If you use an SSH tunnel with dynamic port forwarding, you must use a SOCKS proxy management add-on to control the proxy settings in your browser. Using a SOCKS proxy management tool allows you to automatically filter URLs based on text patterns and to limit the proxy settings to domains that match the form of the master node's public DNS name. The browser add-on automatically handles turning the proxy on and off when you switch between viewing websites hosted on the master node and those on the Internet. To manage your proxy settings, configure your browser to use an add-on such as FoxyProxy (with Google Chrome) or SwitchyOmega (with Firefox).

The following example demonstrates a [SwitchyOmega](https://addons.mozilla.org/en-US/firefox/addon/switchyomega/) configuration using Firefox.

Set the proxy server to localhost with the port set to 8157 (you should set this value to the local port number that you will use to establish the SSH tunnel).

![Setup the SOCKS proxy](images/screenshot-03.png)

Whitelist the following URL patterns (as illustrated by the screenshot below):

* The **\*-int.azurehdinsight.net\*** matches the DNS name of the private endpoint of the HDInsight cluster;

* The **10.0.\*** pattern provides access to the private IP addresses of the compute resources deployed within the virtual network you have setup, including the HDInsight cluster. Alter this filter if it conflicts with your network access plan.

![Whitelist URL patterns](images/screenshot-04.png)

Add the private SSH key you have created to the authentication agent, with the following command:

In [None]:
%%sh
ssh-add -k <PRIVATE_SSH_KEY>

Connect to the jumpbox server, creating the SSH tunnel:

In [None]:
%%sh
ssh -A -D 8157 <ADMIN_USERNAME>@<IP_ADDRESS_OR_DNS_NAME_OF_JUMPBOX_SERVER>

Open your broweser and connect to the HDInsight private endpoint (**https://CLUSTERNAME-int.azurehdinsight.net**).

If you have configured everything properly, the browser should be route the requests through the proxy server and you should be able to access the HDInsight cluster administrative itnerfaces as illustrated by the following screenshot.

![HDInsight cluster web UI](images/screenshot-05.png)

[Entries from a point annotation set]
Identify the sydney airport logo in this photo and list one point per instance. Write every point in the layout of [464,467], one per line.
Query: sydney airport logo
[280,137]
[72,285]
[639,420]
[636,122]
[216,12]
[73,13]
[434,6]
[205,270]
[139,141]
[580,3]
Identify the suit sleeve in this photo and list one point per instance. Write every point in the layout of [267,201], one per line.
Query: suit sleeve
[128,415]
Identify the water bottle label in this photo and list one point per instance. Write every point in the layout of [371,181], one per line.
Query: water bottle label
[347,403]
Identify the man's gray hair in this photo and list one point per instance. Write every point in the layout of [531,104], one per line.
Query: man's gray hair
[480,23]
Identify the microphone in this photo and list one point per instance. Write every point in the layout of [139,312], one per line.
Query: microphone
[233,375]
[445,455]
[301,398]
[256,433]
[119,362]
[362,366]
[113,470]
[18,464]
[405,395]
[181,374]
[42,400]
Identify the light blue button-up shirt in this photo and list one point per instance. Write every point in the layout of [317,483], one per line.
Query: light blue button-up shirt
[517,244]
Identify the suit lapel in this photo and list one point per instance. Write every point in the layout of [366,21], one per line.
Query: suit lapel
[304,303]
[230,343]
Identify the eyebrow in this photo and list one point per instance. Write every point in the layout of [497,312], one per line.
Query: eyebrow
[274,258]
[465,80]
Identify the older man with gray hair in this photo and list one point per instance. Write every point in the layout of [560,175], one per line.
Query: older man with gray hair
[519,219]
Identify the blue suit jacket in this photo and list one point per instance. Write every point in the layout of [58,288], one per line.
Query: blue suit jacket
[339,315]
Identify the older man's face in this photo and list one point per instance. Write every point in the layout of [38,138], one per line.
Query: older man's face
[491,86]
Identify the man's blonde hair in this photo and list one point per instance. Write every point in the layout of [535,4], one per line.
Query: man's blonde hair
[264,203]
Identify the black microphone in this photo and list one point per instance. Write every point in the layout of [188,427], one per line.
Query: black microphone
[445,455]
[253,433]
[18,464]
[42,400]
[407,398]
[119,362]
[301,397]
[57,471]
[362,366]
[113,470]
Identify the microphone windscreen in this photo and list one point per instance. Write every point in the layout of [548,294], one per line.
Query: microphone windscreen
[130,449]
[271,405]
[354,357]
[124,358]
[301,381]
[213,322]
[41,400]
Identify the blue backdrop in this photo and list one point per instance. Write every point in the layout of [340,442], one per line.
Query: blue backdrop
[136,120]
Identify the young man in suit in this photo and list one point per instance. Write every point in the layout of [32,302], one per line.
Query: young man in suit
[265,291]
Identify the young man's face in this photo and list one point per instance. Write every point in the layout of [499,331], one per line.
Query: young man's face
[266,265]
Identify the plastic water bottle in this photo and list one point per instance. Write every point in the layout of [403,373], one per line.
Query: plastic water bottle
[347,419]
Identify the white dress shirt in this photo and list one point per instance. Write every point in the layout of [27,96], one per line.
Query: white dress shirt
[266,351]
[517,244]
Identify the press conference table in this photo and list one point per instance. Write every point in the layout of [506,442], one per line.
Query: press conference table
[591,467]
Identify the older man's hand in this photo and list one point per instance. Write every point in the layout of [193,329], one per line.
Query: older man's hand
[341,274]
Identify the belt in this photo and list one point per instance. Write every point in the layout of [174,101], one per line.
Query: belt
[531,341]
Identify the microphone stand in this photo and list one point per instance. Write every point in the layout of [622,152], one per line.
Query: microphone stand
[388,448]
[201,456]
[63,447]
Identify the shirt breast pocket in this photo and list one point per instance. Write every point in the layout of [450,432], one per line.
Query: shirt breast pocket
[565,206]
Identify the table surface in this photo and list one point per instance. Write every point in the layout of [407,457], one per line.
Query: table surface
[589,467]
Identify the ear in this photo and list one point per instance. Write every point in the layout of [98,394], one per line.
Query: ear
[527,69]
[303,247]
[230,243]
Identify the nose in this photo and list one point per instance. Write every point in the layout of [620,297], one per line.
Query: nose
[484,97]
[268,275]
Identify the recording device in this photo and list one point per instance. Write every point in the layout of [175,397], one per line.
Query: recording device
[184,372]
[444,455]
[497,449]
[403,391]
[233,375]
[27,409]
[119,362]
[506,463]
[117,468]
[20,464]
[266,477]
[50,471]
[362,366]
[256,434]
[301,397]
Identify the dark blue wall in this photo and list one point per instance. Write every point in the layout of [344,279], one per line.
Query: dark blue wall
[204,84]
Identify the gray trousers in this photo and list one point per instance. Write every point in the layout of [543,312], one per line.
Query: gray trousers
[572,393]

## Exercises to complete
a) From the proxy setup text, extract the passage that begins at the words "If you have" and stops after the words "cluster web UI](images/screenshot-05.png)".
b) According to the proxy setup text, why should a SOCKS proxy management add-on be used to control the browser's proxy settings? Answer in one to three sentences.
c) List every placeholder value in angle brackets that appears in the shell commands of the proxy setup text.

## In response
a)
If you have configured everything properly, the browser should be route the requests through the proxy server and you should be able to access the HDInsight cluster administrative itnerfaces as illustrated by the following screenshot.

![HDInsight cluster web UI](images/screenshot-05.png)

b) A SOCKS proxy management tool can automatically filter URLs by text patterns and limit the proxy settings to domains that match the form of the master node's public DNS name. It also turns the proxy on and off automatically when you switch between websites hosted on the master node and those on the Internet.

c)
- <PRIVATE_SSH_KEY>
- <ADMIN_USERNAME>
- <IP_ADDRESS_OR_DNS_NAME_OF_JUMPBOX_SERVER>